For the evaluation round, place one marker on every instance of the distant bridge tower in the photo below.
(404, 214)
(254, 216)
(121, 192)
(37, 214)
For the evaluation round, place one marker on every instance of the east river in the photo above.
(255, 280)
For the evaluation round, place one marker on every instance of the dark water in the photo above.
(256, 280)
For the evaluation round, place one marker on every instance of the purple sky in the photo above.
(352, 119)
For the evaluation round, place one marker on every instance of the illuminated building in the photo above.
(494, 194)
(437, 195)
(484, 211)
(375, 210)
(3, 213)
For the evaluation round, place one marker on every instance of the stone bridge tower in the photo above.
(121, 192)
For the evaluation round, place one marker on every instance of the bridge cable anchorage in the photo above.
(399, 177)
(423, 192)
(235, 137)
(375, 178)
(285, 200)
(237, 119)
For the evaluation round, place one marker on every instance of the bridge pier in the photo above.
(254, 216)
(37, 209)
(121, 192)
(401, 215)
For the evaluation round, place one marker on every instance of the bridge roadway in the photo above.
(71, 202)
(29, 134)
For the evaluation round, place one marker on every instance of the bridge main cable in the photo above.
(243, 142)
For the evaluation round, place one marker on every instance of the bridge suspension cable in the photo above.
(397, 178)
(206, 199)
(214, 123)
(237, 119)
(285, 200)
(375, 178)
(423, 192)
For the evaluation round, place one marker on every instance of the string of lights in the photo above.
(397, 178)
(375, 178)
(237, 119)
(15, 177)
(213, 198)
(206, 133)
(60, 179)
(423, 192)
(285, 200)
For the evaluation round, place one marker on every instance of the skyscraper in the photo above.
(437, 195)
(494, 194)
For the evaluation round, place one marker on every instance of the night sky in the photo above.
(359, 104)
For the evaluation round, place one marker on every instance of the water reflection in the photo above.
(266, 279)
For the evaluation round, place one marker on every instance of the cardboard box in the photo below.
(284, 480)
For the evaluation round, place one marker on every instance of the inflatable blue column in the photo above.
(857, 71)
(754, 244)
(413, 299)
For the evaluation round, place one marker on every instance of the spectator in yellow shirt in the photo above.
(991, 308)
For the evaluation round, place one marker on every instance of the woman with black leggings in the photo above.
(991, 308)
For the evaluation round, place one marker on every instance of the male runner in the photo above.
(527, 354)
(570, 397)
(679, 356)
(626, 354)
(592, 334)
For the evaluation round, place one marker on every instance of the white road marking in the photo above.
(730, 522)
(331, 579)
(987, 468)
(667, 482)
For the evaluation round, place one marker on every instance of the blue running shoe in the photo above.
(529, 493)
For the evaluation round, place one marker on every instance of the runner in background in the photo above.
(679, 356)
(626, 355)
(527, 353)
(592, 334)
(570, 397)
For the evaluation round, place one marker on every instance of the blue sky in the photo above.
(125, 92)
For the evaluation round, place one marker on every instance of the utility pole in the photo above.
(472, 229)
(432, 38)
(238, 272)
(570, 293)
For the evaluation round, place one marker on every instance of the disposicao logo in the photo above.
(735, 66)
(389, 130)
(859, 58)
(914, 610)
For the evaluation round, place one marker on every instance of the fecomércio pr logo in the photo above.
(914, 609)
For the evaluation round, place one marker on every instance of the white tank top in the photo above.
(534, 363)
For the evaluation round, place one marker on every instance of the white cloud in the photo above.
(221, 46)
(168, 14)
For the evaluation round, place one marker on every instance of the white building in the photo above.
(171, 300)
---
(Exercise goal)
Repeat the entries above exactly, leaving nothing out.

(Task result)
For the evaluation round, place one marker on every instance of the distant bridge tower in the photo below.
(404, 214)
(254, 216)
(121, 192)
(37, 214)
For the evaluation round, place one marker on every instance of the east river in the photo above.
(255, 280)
For the evaluation round, place one marker on every instance of the dark water in the photo above.
(256, 280)
For the evaluation round, place one marker on every instance of the purple sky in the photo above.
(352, 119)
For the evaluation round, place one marker on every instance of the illuminated building in the photo above.
(494, 194)
(437, 195)
(484, 211)
(375, 210)
(3, 213)
For the evaluation round, place one marker on every instance of the stone bridge tower in the photo above.
(121, 192)
For the evaluation round, place one marker on every instance of the bridge cable anchorage in the photo above.
(399, 177)
(423, 192)
(235, 137)
(375, 178)
(285, 200)
(237, 119)
For the evaluation round, place one marker on every instance of the bridge pier in the photo above.
(254, 216)
(37, 209)
(121, 192)
(401, 215)
For the evaluation round, place one marker on every instance of the bridge roadway in the photo above.
(71, 202)
(29, 134)
For the evaluation round, place one marker on every instance of the bridge main cable in the photo above.
(243, 142)
For the evaluation round, place one marker on every instance of the bridge suspension cable in the photo above.
(397, 178)
(206, 199)
(214, 123)
(237, 119)
(285, 200)
(375, 178)
(423, 192)
For the evaluation round, place one marker on every instance of the string of lights in the photo above.
(397, 178)
(375, 178)
(237, 119)
(15, 177)
(213, 198)
(206, 133)
(60, 179)
(423, 192)
(285, 200)
For the evaluation round, place one marker on every instance of the skyscraper in the photo above.
(437, 195)
(494, 194)
For the evaluation round, place one marker on every instance of the night sky in the photo above.
(359, 104)
For the evaluation round, place one marker on every instance of the water reflection in the photo above.
(266, 279)
For the evaluation round, place one marker on every instance of the cardboard box in the photo below.
(284, 480)
For the evaluation round, place one marker on every instance of the inflatable blue column in the photo above.
(857, 71)
(754, 244)
(413, 299)
For the evaluation round, place one marker on every instance of the spectator in yellow shirt in the photo above.
(991, 308)
For the evaluation round, place one marker on every instance of the woman with black leggings in the photo above.
(991, 308)
For the evaluation round, place one marker on every instance of the male runner in the photo above.
(527, 354)
(570, 397)
(679, 356)
(626, 354)
(592, 334)
For the evaluation round, place one marker on every instance of the white road marking in the photo above.
(730, 522)
(331, 579)
(987, 468)
(667, 482)
For the evaluation round, place one marker on every instance of the blue running shoe in the photo above.
(529, 493)
For the evaluation round, place one marker on every instance of the runner in background in the photo above.
(679, 356)
(626, 355)
(527, 353)
(592, 334)
(570, 397)
For the evaluation round, place one marker on every instance of the blue sky in the photo above.
(125, 92)
For the evaluation round, place one marker on every instance of the utility pole in the photo above.
(472, 229)
(432, 38)
(238, 272)
(570, 293)
For the evaluation round, place one marker on every instance of the disposicao logo in the photo above.
(735, 66)
(389, 130)
(859, 58)
(914, 610)
For the evaluation round, place one marker on every instance of the fecomércio pr logo in the photo above.
(914, 609)
For the evaluation round, place one marker on every instance of the white tank top in the photo above.
(534, 363)
For the evaluation round, place one marker on every instance of the white cloud in the photo above.
(221, 46)
(168, 14)
For the evaluation round, place one marker on every instance of the white building in the photo above.
(171, 300)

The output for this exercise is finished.